Records for this task:
▶

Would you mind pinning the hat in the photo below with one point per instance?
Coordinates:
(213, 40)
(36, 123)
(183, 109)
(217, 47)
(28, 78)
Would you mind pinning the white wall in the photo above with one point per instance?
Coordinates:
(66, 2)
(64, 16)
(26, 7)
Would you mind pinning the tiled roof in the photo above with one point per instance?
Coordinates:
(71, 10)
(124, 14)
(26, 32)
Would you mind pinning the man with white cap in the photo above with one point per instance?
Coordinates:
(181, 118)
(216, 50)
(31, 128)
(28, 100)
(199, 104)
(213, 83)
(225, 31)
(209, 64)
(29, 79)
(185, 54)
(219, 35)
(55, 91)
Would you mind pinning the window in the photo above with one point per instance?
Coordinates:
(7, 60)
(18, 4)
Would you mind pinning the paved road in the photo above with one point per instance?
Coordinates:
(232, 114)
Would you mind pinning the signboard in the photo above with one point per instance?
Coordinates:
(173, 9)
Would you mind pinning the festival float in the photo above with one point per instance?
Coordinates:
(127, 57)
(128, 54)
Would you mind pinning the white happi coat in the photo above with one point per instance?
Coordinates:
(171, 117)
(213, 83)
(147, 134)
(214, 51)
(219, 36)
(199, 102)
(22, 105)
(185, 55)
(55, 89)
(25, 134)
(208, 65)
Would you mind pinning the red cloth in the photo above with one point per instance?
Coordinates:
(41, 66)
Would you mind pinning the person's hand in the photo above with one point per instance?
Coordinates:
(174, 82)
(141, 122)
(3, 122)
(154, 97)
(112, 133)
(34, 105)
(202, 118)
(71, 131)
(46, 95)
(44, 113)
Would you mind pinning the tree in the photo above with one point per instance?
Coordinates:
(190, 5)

◀
▶

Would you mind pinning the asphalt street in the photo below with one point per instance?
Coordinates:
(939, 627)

◀

Set problem:
Locate each line of the listing above that contains the word "white" and copy those lines, treating uppercase and lowercase letters as distinct.

Answer to the task:
Would you mind pinning the white wall in the photo above with one point per instance?
Would you mind pinning the man with white cap in the photo above with one point per instance?
Would you mind pinning the white happi coat in the photo above with one point per instance?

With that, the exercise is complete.